== Record list ==

════════════════════

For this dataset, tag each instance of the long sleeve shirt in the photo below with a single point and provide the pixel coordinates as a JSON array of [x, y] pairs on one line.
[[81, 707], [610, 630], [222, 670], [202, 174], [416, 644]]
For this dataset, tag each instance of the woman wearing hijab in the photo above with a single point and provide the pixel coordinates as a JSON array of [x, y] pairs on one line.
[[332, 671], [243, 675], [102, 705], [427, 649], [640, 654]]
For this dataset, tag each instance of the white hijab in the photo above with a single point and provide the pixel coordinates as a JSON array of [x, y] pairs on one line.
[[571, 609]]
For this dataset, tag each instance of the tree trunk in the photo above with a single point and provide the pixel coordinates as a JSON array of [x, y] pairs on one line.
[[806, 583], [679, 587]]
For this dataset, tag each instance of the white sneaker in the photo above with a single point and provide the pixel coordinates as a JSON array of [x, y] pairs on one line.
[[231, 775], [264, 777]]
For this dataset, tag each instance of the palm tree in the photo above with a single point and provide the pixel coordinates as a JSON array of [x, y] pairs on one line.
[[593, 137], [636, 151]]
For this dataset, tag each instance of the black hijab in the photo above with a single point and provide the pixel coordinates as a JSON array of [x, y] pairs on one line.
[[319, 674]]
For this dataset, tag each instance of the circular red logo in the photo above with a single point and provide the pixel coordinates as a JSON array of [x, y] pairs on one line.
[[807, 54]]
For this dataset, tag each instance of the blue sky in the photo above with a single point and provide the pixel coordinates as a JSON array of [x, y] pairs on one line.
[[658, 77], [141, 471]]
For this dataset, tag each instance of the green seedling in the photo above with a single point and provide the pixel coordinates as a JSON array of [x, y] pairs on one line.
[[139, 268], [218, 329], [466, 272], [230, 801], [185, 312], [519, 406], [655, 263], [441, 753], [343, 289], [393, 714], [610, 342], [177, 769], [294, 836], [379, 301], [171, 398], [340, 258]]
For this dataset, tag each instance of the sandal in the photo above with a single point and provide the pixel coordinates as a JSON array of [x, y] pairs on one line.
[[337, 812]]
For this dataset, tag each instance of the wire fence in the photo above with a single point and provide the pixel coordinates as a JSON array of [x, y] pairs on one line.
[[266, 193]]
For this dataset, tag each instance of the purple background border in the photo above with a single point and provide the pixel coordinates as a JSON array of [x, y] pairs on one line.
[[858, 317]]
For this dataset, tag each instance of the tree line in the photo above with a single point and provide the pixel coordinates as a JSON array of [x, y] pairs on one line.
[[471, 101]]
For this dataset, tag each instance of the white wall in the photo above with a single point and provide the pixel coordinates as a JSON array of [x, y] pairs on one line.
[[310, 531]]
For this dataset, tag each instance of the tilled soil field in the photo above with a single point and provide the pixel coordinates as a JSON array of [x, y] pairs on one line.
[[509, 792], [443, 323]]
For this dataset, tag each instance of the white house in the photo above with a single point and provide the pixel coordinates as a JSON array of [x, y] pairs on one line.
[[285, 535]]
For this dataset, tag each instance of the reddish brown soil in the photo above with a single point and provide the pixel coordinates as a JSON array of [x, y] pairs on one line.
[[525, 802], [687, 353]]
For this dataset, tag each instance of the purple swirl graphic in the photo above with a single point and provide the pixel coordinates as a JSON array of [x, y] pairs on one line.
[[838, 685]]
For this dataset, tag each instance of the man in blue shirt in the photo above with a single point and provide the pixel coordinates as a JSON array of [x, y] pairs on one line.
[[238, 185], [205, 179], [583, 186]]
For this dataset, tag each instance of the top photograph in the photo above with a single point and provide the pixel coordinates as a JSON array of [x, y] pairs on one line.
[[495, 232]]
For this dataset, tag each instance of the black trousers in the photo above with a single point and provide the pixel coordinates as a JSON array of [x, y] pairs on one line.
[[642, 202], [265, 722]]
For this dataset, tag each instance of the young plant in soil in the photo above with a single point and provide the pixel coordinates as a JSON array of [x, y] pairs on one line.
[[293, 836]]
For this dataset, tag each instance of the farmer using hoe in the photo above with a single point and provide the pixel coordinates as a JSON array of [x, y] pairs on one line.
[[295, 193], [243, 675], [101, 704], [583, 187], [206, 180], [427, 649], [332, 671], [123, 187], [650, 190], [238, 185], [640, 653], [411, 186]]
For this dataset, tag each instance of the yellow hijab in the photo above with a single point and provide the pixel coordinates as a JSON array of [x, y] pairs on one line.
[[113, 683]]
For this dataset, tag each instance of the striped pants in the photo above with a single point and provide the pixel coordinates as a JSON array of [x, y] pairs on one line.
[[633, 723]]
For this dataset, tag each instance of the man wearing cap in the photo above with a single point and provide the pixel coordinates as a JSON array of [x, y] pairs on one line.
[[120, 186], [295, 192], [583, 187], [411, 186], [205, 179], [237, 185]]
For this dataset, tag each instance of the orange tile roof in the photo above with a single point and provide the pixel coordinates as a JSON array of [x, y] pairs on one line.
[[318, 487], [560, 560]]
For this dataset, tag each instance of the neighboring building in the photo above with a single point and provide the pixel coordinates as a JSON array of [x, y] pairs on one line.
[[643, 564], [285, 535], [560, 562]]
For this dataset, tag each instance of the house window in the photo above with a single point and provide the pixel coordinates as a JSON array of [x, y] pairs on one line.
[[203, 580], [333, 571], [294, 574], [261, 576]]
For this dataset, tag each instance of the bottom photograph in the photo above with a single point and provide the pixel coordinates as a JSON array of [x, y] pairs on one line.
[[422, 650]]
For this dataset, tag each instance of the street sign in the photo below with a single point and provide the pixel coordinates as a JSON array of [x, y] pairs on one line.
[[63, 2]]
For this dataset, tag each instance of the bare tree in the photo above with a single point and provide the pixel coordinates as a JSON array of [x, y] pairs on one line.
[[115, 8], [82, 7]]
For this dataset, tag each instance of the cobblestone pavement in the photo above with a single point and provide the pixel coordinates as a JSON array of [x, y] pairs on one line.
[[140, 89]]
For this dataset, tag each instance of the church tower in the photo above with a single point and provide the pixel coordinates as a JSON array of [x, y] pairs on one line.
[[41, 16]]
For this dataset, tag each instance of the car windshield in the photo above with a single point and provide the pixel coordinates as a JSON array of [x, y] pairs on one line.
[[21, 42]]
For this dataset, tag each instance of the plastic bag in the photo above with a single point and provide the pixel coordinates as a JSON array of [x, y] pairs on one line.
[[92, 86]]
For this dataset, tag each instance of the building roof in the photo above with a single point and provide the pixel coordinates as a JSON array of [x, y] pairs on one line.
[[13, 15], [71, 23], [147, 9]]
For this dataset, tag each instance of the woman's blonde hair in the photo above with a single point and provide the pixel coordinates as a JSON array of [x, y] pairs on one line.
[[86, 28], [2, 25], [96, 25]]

════════════════════

Copy the rows, starting at the first row and ending at the line containing "[[571, 609]]", and substitute "single marker" for "single point" while keeping everything else the same. Give only those lines.

== Reply to the exercise ==
For this dataset, tag each instance of the long sleeve shirt in the photo below with a single marker and provide the pixel coordinates as a JSON array of [x, y] pairs on one line.
[[81, 707], [610, 630], [222, 670], [202, 174], [416, 644]]
For this dataset, tag each instance of the woman wearing hijab in the photo above with a single marker and provide the pixel coordinates as a JSON array of [x, y] pairs on one line.
[[332, 671], [243, 675], [102, 705], [427, 649], [640, 654]]
For this dataset, tag each instance of the white hijab in the photo above with a single marker and provide the pixel coordinates as a JSON array of [x, y] pairs on one line.
[[571, 609]]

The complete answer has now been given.